TASK LIST:
1: In the passage on overcoming shyness, how long does the writer suggest trying the "act as if" exercise?
2: Reproduce the passage on overcoming shyness word for word, starting with "Research shows that" and going on through "car, and leave.".
3: Carry the passage on overcoming shyness forward from its final sentence.

TEXT PASSAGE:
===============
There are effective treatments. Start by talking to those you find less attractive, and work your way up. View the information and weblinks for social anxiety/shyness, and self confidence, in sections 9, and 38, at http://www.ezy-build.net.nz/~shaneris Here is an exercise that can help you. It is called "Act as If." When you are in a social situation, act as if you are outgoing. Talk more, smile at everyone, ask questions, speak in a normal or excited tone, not a meek tone. Watch some of your outgoing peers, and imitate the style of their social behavior.
Research shows that when you "act as if" continually, your image of yourself begins to conform to your new behavior. In this case, you will gain self-esteem and self-confidence, and begin to see yourself as socially normal, not shy. You will become more socially successful, and this will motivate you to continue your new social behavior until it becomes a habit. Try this for a month, in every situation you can. I am confident that you will become much more comfortable and outgoing. One form of therapy is to go somewhere that nobody knows you, and deliberately make an utter fool of yourself: put on a paper hat, and scream out: "I'm queen/king of America!", or something else ridiculous, then get back in the taxi, (warn the driver of your intentions, first) or car, and leave.
People will point, and say: "Look at that idiot". But, you're probably not up to the stage where you can do that, yet (I can, and I used to be shy). It will teach you that, although it isn't actually pleasant, you will survive; be stronger for the experience, and the next time (should you need to repeat this type of therapy) will be considerably easier. Remember: "A fear avoided is a fear strengthened; a fear faced is a fear reduced." Regard it as your final test: once you have accomplished it, the barrier will be broken; just don't go too far, the other way! Learn to laugh at yourself, and give a big, cheesy grin when others see you do something foolish, as we all do, occasionally. It is endearing, if you don't do it too often. Use positive affirmations: for example: "I am very likable and other people feel comfortable around me".
===============
LISTED ENTRIES:
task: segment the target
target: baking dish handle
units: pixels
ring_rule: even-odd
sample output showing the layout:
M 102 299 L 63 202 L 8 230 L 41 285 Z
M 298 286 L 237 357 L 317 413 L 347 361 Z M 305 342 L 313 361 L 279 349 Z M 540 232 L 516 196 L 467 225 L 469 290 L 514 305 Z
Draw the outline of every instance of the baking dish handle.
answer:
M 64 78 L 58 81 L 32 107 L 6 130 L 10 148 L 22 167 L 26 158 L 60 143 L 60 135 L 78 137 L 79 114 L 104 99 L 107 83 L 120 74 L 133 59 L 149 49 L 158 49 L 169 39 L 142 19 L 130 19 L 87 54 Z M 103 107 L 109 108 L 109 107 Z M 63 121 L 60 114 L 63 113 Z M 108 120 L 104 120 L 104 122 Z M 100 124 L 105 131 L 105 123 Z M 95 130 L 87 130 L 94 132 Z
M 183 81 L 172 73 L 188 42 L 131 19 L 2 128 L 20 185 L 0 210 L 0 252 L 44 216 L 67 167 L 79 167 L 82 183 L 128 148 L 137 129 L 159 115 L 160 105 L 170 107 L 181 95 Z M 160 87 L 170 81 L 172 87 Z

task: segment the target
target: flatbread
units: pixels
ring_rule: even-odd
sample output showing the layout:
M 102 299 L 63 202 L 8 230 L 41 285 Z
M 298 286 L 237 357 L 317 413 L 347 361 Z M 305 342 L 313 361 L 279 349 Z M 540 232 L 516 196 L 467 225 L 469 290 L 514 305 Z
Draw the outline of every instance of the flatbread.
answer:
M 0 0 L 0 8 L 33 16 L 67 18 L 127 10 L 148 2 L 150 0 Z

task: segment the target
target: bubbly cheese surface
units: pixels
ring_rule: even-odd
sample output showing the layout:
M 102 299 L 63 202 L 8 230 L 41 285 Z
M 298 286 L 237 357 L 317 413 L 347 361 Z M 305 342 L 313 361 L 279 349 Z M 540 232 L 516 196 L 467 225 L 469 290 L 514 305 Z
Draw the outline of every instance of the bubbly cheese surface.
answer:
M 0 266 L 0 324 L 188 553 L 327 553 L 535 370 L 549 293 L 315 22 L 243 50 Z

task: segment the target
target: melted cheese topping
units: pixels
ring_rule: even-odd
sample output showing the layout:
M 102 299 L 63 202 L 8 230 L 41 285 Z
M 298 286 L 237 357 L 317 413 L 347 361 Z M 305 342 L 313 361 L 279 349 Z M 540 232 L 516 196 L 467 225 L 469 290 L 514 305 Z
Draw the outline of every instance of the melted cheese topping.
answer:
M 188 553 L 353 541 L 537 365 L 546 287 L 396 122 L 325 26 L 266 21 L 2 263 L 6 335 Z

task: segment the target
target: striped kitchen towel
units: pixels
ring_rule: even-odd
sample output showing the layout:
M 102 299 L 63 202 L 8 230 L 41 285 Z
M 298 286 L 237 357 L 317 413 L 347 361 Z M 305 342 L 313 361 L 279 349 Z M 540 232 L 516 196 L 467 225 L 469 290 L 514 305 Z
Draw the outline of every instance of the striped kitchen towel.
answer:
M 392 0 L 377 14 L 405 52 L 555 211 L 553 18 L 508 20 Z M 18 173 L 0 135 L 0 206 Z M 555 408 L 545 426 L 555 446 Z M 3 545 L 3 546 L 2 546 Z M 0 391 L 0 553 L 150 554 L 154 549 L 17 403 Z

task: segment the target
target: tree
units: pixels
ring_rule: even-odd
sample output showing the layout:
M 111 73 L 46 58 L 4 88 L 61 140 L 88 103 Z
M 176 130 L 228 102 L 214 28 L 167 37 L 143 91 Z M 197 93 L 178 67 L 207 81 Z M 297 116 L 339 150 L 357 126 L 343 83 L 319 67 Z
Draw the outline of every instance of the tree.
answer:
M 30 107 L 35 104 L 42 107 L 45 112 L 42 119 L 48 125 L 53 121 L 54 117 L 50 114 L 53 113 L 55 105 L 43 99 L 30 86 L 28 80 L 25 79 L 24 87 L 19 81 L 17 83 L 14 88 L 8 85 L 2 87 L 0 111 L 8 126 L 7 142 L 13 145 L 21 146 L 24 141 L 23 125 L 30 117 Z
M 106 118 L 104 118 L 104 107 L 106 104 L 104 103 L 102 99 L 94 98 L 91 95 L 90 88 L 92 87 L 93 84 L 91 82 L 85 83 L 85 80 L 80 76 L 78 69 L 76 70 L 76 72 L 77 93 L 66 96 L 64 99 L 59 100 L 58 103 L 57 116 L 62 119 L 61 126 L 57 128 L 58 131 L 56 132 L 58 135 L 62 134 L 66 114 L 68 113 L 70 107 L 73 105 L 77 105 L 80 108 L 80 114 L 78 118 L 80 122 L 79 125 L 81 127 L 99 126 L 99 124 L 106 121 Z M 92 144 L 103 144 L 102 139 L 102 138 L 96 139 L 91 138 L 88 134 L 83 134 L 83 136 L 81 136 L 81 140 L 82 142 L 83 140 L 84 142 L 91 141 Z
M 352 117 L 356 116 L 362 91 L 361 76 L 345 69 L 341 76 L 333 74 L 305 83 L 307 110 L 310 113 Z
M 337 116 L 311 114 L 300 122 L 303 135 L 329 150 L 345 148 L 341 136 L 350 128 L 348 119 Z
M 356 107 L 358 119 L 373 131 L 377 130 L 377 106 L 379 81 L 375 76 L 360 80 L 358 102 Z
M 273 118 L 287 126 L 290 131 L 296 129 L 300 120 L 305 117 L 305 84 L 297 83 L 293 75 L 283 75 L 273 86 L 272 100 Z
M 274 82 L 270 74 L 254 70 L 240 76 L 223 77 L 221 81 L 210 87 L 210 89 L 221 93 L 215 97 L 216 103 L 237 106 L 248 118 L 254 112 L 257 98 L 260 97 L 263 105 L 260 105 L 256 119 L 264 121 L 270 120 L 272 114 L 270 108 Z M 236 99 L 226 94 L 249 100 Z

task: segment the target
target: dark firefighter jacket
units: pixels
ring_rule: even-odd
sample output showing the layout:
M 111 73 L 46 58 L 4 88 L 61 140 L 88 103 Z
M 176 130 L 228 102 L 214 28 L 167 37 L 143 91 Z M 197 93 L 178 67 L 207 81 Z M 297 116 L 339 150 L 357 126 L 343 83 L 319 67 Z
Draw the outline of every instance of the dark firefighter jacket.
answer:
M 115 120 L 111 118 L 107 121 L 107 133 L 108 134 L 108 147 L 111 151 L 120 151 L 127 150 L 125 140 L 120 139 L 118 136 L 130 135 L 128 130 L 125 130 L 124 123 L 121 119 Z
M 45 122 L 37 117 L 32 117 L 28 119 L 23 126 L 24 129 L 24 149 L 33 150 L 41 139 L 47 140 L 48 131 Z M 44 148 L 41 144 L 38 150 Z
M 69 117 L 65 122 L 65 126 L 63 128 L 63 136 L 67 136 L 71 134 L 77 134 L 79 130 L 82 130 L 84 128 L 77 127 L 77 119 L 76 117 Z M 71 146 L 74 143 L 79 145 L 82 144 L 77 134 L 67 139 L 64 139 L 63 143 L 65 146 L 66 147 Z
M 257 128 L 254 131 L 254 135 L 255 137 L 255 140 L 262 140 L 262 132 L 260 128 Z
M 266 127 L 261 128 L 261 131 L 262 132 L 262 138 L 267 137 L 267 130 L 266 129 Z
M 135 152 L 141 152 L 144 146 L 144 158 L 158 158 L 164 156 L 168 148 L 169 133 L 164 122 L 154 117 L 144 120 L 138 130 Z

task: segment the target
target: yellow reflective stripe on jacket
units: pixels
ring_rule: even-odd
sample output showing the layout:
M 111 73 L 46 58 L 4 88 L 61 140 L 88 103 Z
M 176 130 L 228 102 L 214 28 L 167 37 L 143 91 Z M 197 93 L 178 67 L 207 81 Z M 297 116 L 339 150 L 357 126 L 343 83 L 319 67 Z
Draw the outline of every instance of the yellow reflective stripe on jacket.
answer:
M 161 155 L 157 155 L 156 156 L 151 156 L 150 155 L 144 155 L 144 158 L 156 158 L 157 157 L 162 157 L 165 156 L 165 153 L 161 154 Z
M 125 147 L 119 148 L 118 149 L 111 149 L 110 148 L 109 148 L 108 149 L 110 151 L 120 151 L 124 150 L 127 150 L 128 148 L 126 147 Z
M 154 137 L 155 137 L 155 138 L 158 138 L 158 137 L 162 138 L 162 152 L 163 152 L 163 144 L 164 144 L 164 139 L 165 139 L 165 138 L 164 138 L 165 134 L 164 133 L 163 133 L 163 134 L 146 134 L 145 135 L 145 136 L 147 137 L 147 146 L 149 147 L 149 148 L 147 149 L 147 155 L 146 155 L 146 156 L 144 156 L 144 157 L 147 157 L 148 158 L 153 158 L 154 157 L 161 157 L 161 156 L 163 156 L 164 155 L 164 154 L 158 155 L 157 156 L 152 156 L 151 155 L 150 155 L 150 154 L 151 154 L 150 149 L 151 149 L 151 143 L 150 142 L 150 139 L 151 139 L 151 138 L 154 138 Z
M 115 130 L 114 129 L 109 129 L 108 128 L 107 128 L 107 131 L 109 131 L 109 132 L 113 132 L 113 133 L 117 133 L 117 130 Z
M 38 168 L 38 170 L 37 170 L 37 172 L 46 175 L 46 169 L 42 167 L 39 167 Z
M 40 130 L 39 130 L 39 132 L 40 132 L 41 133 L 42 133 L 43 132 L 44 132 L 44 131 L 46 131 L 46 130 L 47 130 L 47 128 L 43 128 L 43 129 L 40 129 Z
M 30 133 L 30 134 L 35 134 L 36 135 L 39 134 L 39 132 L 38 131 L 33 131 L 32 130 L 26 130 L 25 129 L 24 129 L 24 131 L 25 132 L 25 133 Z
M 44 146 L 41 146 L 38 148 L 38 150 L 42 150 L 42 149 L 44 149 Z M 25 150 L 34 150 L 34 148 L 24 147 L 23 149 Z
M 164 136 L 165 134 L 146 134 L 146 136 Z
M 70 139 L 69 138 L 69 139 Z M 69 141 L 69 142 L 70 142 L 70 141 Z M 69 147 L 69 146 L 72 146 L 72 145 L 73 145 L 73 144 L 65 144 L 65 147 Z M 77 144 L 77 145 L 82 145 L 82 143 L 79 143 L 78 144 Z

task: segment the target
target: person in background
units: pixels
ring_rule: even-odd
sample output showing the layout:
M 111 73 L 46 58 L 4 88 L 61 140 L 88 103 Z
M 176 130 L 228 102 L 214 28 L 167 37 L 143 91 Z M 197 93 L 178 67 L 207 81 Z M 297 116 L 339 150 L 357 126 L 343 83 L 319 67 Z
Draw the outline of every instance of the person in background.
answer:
===============
RESPONSES:
1: For a month, in every situation you can.

2:
Research shows that when you "act as if" continually, your image of yourself begins to conform to your new behavior. In this case, you will gain self-esteem and self-confidence, and begin to see yourself as socially normal, not shy. You will become more socially successful, and this will motivate you to continue your new social behavior until it becomes a habit. Try this for a month, in every situation you can. I am confident that you will become much more comfortable and outgoing. One form of therapy is to go somewhere that nobody knows you, and deliberately make an utter fool of yourself: put on a paper hat, and scream out: "I'm queen/king of America!", or something else ridiculous, then get back in the taxi, (warn the driver of your intentions, first) or car, and leave.

3:
Write down all of your self limiting beliefs; then write down the positive counter of them, (exact opposite) and repeat them and imprint them into your mind.
Most importantly: Force yourself to approach somebody and initiate some sort of communication. Start out small by asking the time and directions and gradually go bigger.
Although there are anti-anxiety medications (anxiolytics) available, these come with risks, and the possibility of side effects, habituation, even addiction, and withdrawal problems, and are unsuitable for young people.
Try having a cup of "Tension Tamer", herbal tea, by Celestial Seasonings, (from supermarket tea, or health food aisles) or make some at home, and cool, then bottle, and drink as needed (I find it so strong tasting, that I need to drink it quickly, followed by something like fruit juice, to take away the taste, but others may find it more tolerable). C(h)amomile tea is a more palatable option. As with all herbal/green teas, use lemon/lime, and/or a little sweetener (NOT ARTIFICIAL!!!) but no cream, or milk.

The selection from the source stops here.